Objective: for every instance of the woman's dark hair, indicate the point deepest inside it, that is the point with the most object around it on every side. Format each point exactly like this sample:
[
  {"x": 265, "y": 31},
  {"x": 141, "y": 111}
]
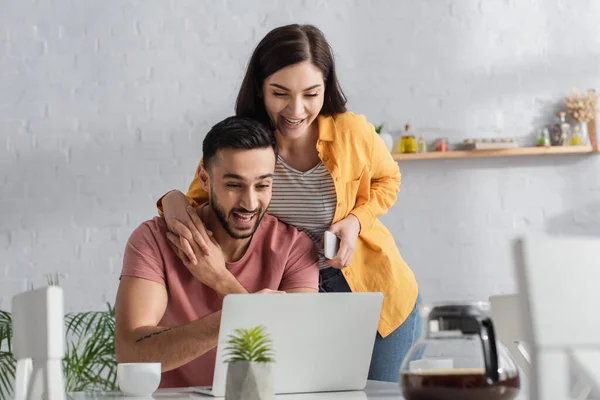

———

Lay out the text of the material above as a JSON list of strings, one string per line, with blank lines dropped. Leave out the picture.

Response to the task:
[
  "Objective: for every instance of the woman's dark hair, indicate the point deepest inside it, that is the point with the most object around it on every side. Format each point exactly like this sample:",
  "[",
  "  {\"x\": 265, \"y\": 31},",
  "  {\"x\": 141, \"y\": 111}",
  "]"
]